— BEGIN Supplied information —
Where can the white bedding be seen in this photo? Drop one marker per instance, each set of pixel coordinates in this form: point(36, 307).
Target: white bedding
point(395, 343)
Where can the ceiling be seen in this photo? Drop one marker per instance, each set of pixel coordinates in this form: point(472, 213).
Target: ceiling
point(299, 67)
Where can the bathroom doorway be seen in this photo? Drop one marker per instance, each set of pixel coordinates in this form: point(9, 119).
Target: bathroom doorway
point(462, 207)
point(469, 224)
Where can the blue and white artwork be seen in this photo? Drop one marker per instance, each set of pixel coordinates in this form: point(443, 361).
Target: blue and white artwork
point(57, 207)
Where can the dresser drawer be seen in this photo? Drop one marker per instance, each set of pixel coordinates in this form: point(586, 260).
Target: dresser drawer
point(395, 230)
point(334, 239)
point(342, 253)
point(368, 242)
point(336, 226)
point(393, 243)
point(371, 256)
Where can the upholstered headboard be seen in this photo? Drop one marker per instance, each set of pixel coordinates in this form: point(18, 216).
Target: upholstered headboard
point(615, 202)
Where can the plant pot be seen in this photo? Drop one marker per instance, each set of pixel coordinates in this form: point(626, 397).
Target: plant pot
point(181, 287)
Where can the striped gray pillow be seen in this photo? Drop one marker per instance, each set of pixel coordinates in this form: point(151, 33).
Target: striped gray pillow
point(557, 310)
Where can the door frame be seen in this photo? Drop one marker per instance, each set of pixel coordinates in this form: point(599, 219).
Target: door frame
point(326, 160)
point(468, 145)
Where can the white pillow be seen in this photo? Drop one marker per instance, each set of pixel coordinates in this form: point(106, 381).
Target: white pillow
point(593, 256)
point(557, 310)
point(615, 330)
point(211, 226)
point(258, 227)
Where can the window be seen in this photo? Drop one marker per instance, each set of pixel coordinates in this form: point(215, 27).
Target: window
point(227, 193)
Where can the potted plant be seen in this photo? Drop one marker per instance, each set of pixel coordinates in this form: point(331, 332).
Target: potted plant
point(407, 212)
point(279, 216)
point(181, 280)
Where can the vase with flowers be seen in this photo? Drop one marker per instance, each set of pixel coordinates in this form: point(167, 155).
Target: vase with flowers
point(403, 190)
— END Supplied information —
What to work on
Repeat the material above in full, keeping every word.

Result for this exercise
Where can the white bedding be seen in this photo? Drop one marker per instance, each set of pixel coordinates in this form: point(36, 307).
Target: white bedding
point(395, 343)
Where can the ceiling be seen in this photo? Drop one marker per instance, each set of pixel coordinates in this form: point(472, 213).
Target: ceiling
point(299, 67)
Where can the bathroom doorway be seen in this photo? Drop one marker per instance, each set of pixel coordinates in this form: point(9, 119).
Target: bathroom doorway
point(462, 207)
point(469, 224)
Where can the blue and white artwork be seen in this photo? Drop one marker per instance, each set of pixel coordinates in this form: point(443, 361).
Target: blue and white artwork
point(57, 207)
Where can the dresser drawer be seen in this photo? Drop one marker per instance, each set of pixel coordinates in this form: point(586, 260).
Target: dresser drawer
point(395, 230)
point(334, 239)
point(342, 253)
point(368, 242)
point(336, 226)
point(393, 243)
point(371, 256)
Where can the upholstered headboard be seen in this photo? Drop one marker per instance, each set of pixel coordinates in this form: point(18, 216).
Target: upholstered headboard
point(615, 202)
Where can the plant pot be seen in this photo? Drop one marker per instance, each set of pixel coordinates in this form: point(626, 397).
Target: plant pot
point(181, 287)
Where can the striped gray pillow be seen in this photo? Drop one marker per instance, each set of pixel coordinates in this form: point(151, 33).
Target: striped gray pillow
point(557, 310)
Where can the door frame be seen in this photo? Drop one marker per instance, each set of pixel coordinates in this form: point(599, 219).
Target: door frame
point(326, 160)
point(468, 145)
Where can the white pillow be seen in this photo? Drop one marker per instance, each set of pixel coordinates in this form: point(106, 381).
Target: white pillow
point(593, 256)
point(557, 310)
point(615, 330)
point(211, 226)
point(258, 227)
Where can the window be seen in this photo? Drop one marker per instance, each set of pixel coordinates in this form: point(215, 27).
Target: window
point(227, 193)
Where can the potted plant be seen in this photo? Drop one marker per instance, each set of pixel coordinates in this form: point(331, 332).
Target: potted plant
point(407, 212)
point(279, 216)
point(181, 280)
Where can the vase with flowers be seen in this photo? Drop one marker per instance, each set of pixel coordinates in this form: point(167, 155).
Target: vase with flowers
point(403, 190)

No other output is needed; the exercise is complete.